Extract provided>

By EMILY HAMER | The Wisconsin State Journal | Published: October 7, 2019

MADISON, Wis. (Tribune News Service) — Eric Pizer is a father, a college graduate with an associate degree in criminal justice and a decorated Iraq War veteran who has always wanted to be a police officer.

But for the past almost 15 years, Pizer, 38, has also been a felon.

When Pizer was 23, two days after he got back from being deployed in Iraq, he tried to de-escalate a drunken argument between his friend and a jealous husband after a night of drinking in the town in Boscobel in southwestern Wisconsin. Pizer said he and his friends didn’t know one of the women with whom they were hanging out was married.

After Pizer heard the husband say, “I’m going to … kill you,” Pizer threw one punch and broke the man’s nose, resulting in the substantial battery charge. He had no prior criminal record and hasn’t committed any crimes since.

Pizer said it was a “knee-jerk reaction” and that he “didn’t think about it, it just happened.” He still regrets the moment and is deeply remorseful for the pain he caused.

Since then, Pizer has gotten forgiveness from the man he punched, but the felony has tainted others’ view of his character, caused tension in his relationships, prevented him from starting a career and disallowed him from being able to carry a firearm, which he would need to fulfill his dream of becoming a law enforcement officer.

“I’ve always been who I am,” said Pizer, of Edgerton. “And that felony is not who I am.”

Over the past nine years, Pizer worked with two lawyers, who are helping him pro bono, to try to reopen his case and plead the felony down to a misdemeanor or get a pardon, with little success.

But then Democratic Gov. Tony Evers was elected, replacing two-term Republican Gov. Scott Walker, who refused to issue pardons.

“I still remember the day that Evers was elected,” said David Relles, one of Pizer’s attorneys. “I called Eric because the case had just been dormant, and I said, ‘Well, maybe you got a shot now.’”

Supplied material>
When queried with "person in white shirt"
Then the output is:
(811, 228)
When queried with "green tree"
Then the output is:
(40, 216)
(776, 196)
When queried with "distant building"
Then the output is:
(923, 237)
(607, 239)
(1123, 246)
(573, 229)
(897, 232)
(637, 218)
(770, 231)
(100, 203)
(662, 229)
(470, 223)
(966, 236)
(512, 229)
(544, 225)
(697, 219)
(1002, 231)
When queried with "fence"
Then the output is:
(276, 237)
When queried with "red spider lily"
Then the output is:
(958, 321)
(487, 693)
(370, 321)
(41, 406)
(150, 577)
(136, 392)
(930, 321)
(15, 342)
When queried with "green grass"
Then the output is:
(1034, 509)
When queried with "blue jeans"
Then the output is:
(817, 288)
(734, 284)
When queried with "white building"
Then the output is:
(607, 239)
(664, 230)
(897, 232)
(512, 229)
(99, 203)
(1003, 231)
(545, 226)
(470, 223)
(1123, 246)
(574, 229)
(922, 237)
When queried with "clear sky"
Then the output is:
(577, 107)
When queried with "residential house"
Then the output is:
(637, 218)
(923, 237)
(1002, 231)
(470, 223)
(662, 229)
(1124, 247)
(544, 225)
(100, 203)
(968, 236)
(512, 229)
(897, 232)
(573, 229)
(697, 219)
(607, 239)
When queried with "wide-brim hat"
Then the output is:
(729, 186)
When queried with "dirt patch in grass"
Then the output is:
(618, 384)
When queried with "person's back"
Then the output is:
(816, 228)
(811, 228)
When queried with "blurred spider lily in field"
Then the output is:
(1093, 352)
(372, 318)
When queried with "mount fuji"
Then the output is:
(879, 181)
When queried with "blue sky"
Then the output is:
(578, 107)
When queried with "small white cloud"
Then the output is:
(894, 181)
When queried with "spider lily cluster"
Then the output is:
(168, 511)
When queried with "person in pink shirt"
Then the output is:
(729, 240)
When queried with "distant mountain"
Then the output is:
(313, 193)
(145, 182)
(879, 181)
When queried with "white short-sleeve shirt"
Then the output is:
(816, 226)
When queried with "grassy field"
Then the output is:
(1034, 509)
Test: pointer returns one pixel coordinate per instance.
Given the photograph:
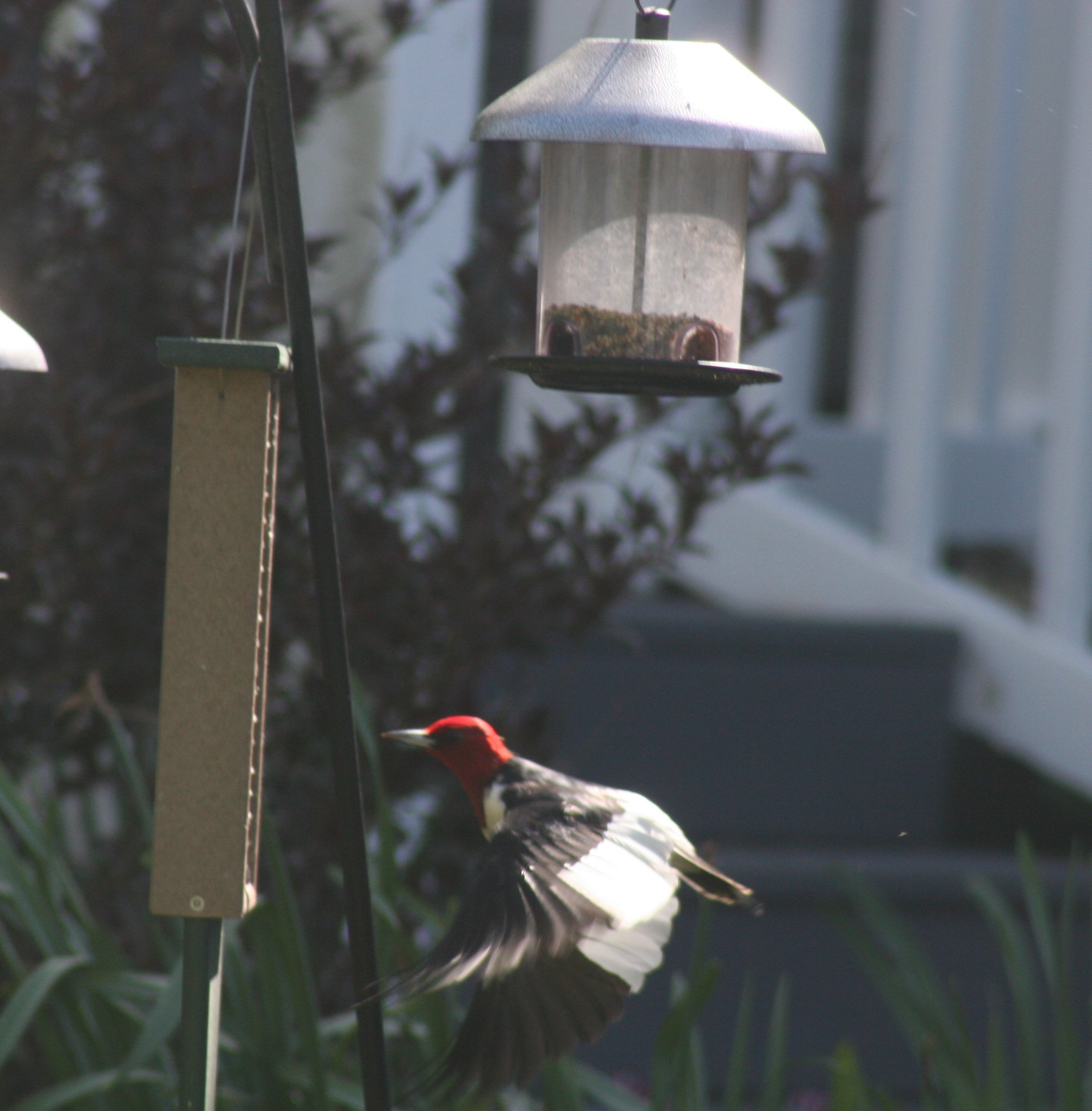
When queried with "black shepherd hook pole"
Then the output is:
(278, 106)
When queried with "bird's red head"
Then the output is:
(470, 747)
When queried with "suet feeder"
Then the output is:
(19, 350)
(216, 623)
(642, 226)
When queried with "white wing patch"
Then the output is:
(632, 953)
(628, 876)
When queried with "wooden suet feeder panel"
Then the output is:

To be done>
Return the full article about Eric Pizer's felony conviction word for word. The records have no role here.

Answer in full>
By EMILY HAMER | The Wisconsin State Journal | Published: October 7, 2019

MADISON, Wis. (Tribune News Service) — Eric Pizer is a father, a college graduate with an associate degree in criminal justice and a decorated Iraq War veteran who has always wanted to be a police officer.

But for the past almost 15 years, Pizer, 38, has also been a felon.

When Pizer was 23, two days after he got back from being deployed in Iraq, he tried to de-escalate a drunken argument between his friend and a jealous husband after a night of drinking in the town in Boscobel in southwestern Wisconsin. Pizer said he and his friends didn’t know one of the women with whom they were hanging out was married.

After Pizer heard the husband say, “I’m going to … kill you,” Pizer threw one punch and broke the man’s nose, resulting in the substantial battery charge. He had no prior criminal record and hasn’t committed any crimes since.

Pizer said it was a “knee-jerk reaction” and that he “didn’t think about it, it just happened.” He still regrets the moment and is deeply remorseful for the pain he caused.

Since then, Pizer has gotten forgiveness from the man he punched, but the felony has tainted others’ view of his character, caused tension in his relationships, prevented him from starting a career and disallowed him from being able to carry a firearm, which he would need to fulfill his dream of becoming a law enforcement officer.

“I’ve always been who I am,” said Pizer, of Edgerton. “And that felony is not who I am.”

Over the past nine years, Pizer worked with two lawyers, who are helping him pro bono, to try to reopen his case and plead the felony down to a misdemeanor or get a pardon, with little success.

But then Democratic Gov. Tony Evers was elected, replacing two-term Republican Gov. Scott Walker, who refused to issue pardons.

“I still remember the day that Evers was elected,” said David Relles, one of Pizer’s attorneys. “I called Eric because the case had just been dormant, and I said, ‘Well, maybe you got a shot now.’”